**Document section:**
- Opening Delimiter -
Dr. Arthur Porter, accused Canadian fraudster, injured in Panamanian prison riot
Arthur Porter, the man at the centre of an alleged $22.5 million bribery and kickback scandal involving the McGill University Hospital was trampled during a violent prison riot in Panama last Friday, according to his family and fellow inmates.
They say prison officers inexplicably opened fire with shotguns and tear gas during a routine search of overcrowded Cellblock 6 of the notorious La Joya prison outside Panama City.
Dr. Porter, former executive director of the McGill University Health Centre and a former head of Canada's spy watchdog agency, has been languishing in that section of the prison reserved for foreign nationals ever since his arrest May 27, 2013 at the airport in Panama City on an international warrant. He is fighting a request by Quebec police for his extradition back to Canada for his alleged role in one of the largest frauds in Canadian history.
"He was shot in the face with tear gas, and then he tried to crawl to the stairs to escape, and he got trampled on, which damaged his leg, and then he lost consciousness," Gemma Porter, the eldest of Porter's four daughters, told CBC News. It marks the first time a member of the Porter family has spoken publicly about the arrest and incarceration of Porter, a member of Canada’s Privy Council, who says he has been fighting lung cancer since the fall of 2012.
CBC News reached another prisoner in Cellblock 6, Leo Morgan, who confirmed the account.
'It's mayhem'
"When a riot breaks out, it’s mayhem," said Morgan, 56, from Birmingham, England, who has been stuck in the prison for 10 years without being sentenced for money laundering. "They shot 80 grenade canisters of tear gas, and everybody is running. Of course you’re trying to breathe, vomiting, your eyes are running ... you’re doing everything. When it was going on, people are looking to save their own lives.
- Closing Delimiter -
**Data section:**
- Opening Delimiter -
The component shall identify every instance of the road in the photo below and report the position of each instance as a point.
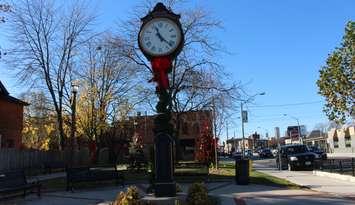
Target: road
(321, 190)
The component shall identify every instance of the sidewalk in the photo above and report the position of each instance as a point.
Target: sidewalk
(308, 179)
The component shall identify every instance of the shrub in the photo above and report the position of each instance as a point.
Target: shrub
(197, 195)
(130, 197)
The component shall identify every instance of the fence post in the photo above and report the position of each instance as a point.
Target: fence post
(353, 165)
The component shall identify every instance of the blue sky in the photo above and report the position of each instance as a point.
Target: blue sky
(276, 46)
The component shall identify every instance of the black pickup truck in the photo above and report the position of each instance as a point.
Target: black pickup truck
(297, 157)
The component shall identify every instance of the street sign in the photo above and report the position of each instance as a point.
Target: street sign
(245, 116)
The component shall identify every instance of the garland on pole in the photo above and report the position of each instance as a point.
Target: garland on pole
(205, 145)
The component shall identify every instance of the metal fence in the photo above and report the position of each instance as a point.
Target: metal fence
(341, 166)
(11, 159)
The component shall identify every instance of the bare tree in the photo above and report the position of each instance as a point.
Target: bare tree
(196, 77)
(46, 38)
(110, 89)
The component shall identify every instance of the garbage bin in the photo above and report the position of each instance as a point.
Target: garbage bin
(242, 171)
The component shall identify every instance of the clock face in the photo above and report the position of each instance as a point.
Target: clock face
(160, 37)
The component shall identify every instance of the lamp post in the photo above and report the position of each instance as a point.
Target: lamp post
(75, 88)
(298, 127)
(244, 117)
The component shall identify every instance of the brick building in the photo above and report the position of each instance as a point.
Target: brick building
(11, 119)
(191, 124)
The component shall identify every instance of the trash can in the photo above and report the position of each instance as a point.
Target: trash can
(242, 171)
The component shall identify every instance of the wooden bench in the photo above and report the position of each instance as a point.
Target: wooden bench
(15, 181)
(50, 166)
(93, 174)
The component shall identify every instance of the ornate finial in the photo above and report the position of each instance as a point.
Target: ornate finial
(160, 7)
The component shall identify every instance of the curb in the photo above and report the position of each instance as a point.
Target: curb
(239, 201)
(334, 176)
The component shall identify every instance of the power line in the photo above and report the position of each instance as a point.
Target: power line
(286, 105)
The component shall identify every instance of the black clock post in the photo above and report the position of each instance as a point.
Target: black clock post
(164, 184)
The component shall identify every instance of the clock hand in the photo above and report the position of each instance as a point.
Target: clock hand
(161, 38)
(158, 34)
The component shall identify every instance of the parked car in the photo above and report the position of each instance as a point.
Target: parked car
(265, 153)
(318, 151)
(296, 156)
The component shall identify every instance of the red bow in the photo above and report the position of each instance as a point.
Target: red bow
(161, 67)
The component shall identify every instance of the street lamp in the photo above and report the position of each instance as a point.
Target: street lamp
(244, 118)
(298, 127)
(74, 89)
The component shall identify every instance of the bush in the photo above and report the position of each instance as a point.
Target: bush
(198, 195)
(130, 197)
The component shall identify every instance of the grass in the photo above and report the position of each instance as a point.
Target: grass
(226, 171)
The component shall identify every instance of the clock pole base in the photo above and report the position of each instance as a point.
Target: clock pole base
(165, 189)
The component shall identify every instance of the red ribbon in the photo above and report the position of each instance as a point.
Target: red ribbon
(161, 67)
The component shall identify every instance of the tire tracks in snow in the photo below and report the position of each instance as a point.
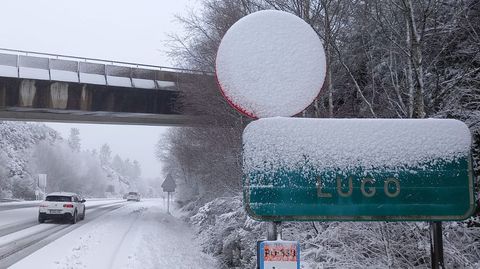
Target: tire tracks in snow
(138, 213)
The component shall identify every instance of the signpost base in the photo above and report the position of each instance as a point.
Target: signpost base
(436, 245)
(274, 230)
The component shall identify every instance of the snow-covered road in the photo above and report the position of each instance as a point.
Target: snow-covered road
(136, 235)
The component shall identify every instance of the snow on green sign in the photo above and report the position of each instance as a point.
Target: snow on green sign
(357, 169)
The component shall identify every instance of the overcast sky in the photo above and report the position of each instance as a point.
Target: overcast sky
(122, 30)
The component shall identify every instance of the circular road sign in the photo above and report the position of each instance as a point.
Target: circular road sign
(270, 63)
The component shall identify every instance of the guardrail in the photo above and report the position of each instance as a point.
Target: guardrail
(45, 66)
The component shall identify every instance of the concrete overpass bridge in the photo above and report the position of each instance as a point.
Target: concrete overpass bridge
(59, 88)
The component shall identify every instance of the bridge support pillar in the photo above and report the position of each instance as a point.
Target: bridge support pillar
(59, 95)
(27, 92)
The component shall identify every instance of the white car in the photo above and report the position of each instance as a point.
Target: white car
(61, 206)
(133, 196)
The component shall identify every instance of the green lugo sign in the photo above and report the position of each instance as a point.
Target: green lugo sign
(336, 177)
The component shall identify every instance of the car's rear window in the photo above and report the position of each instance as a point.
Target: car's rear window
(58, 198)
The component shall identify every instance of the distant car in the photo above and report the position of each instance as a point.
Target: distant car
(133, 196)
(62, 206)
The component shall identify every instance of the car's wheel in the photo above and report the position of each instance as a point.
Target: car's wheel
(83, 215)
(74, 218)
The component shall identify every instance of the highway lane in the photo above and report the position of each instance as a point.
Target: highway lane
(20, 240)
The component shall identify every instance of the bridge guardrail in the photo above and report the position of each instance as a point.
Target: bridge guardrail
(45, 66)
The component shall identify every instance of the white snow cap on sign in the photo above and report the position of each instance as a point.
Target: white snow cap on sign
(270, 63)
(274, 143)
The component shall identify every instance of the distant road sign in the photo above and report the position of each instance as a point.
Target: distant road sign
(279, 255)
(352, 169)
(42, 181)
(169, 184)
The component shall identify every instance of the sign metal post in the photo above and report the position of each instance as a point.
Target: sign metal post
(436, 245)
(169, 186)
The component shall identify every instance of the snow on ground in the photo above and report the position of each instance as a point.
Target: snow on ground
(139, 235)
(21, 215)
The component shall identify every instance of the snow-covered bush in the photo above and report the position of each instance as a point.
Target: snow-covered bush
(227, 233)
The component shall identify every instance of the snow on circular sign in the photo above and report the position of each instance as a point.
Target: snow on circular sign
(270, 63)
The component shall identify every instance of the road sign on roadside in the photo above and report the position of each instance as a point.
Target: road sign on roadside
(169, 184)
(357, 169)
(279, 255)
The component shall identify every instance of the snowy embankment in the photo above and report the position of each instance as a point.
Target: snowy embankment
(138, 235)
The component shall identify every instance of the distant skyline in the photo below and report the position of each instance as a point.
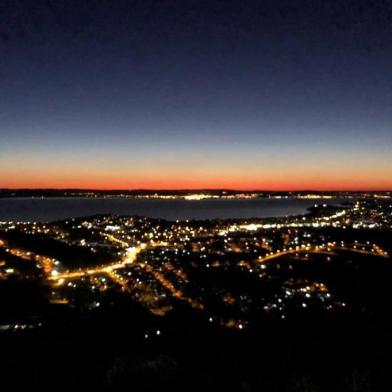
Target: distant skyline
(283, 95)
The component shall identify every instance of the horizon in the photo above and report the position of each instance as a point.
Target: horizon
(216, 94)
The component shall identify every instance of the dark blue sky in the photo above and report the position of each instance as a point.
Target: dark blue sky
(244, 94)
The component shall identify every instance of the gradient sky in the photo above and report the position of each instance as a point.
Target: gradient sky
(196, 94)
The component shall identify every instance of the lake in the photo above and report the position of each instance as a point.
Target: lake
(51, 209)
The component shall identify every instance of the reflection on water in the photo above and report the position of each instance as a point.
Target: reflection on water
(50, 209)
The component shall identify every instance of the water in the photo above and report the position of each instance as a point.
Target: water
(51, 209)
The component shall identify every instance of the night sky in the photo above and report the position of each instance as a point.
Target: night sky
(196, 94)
- Closing Delimiter -
- Opening Delimiter -
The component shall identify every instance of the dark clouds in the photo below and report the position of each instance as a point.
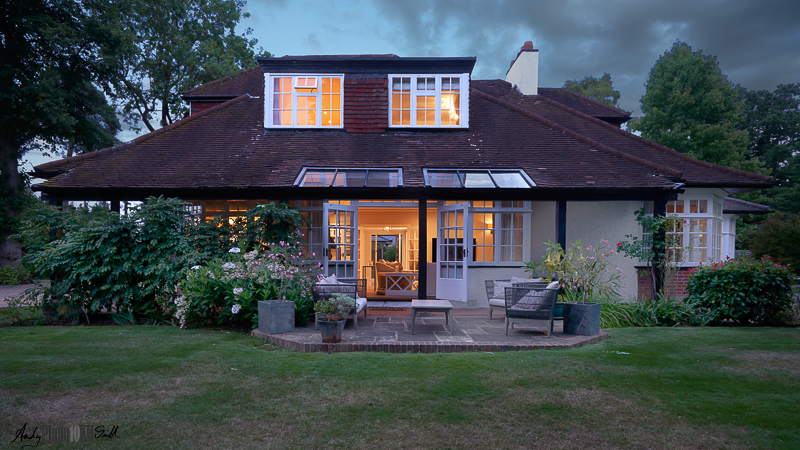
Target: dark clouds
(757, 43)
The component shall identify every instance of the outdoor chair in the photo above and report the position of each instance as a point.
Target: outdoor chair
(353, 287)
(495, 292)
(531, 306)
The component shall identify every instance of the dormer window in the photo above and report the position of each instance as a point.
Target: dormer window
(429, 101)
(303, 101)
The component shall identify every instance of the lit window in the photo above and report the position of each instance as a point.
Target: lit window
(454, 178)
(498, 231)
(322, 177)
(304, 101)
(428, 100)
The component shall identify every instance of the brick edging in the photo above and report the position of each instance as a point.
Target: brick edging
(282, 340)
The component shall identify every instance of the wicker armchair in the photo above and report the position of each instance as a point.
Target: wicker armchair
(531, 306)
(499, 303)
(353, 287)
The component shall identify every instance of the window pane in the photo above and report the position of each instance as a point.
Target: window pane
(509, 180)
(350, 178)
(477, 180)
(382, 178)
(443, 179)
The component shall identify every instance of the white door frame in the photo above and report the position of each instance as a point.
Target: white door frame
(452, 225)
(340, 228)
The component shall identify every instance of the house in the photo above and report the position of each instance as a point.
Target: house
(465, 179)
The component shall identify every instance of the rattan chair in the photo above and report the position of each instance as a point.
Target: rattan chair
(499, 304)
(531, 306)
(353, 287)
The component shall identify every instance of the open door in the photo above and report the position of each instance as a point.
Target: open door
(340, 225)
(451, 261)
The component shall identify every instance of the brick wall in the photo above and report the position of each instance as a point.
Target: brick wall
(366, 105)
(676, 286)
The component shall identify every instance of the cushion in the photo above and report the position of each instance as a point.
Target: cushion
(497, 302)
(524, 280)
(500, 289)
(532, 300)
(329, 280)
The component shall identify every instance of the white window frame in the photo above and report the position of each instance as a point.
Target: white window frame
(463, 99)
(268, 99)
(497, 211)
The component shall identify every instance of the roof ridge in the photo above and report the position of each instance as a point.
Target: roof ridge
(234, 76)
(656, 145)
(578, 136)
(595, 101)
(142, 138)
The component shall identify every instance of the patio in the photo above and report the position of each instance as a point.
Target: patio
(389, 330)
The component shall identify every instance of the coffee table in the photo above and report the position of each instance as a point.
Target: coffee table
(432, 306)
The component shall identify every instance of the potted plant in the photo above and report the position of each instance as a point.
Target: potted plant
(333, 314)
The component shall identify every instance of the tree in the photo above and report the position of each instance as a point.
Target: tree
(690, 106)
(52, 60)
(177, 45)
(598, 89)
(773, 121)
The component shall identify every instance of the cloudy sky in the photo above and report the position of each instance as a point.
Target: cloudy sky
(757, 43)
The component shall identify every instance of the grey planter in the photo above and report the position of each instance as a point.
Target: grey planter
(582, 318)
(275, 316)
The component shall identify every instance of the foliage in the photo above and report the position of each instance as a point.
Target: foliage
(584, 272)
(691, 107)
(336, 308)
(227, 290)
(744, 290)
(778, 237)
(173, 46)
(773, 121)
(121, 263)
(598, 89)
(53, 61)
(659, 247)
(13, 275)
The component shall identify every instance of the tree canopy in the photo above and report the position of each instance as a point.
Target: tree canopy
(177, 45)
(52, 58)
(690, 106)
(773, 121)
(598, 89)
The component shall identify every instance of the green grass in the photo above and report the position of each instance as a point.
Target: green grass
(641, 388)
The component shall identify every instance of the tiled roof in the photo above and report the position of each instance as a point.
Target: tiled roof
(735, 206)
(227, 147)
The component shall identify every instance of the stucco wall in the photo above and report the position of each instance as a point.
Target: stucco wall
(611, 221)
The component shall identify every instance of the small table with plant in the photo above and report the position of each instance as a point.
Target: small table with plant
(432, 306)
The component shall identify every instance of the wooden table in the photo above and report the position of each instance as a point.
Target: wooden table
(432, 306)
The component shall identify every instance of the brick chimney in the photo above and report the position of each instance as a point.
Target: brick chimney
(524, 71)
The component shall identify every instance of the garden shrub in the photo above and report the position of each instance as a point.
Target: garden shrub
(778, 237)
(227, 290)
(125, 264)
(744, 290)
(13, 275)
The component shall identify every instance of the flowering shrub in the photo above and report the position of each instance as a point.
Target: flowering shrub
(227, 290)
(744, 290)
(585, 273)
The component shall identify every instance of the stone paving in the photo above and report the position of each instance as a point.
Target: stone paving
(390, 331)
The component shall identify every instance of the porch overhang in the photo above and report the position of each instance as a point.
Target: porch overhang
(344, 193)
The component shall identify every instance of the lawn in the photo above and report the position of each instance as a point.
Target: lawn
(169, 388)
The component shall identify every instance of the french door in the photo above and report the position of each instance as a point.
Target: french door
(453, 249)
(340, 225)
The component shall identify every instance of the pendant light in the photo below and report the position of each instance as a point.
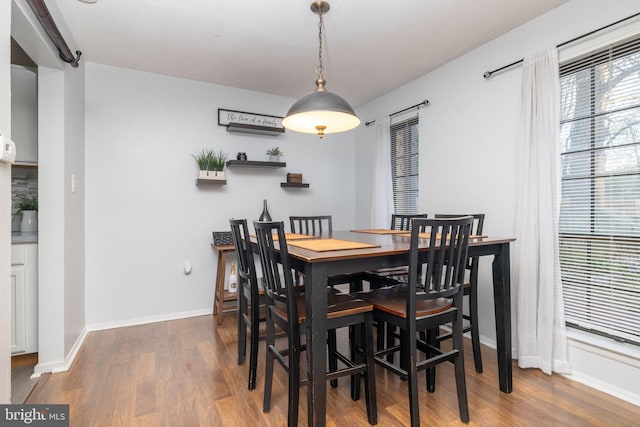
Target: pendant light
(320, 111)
- Closing Delimiter -
**Instructions to follow:** How would you sum up the news article above on Arthur Porter's injury in a Panamanian prison riot in two sentences?

**Written solution:** Arthur Porter, the former McGill University Health Centre executive accused in an alleged $22.5 million bribery and kickback scandal, was trampled during a riot at Panama's La Joya prison, where he has been held since his May 2013 arrest while fighting extradition to Canada. His daughter Gemma told CBC News that he was shot in the face with tear gas, trampled as he crawled toward the stairs, and lost consciousness, and fellow inmate Leo Morgan confirmed her account.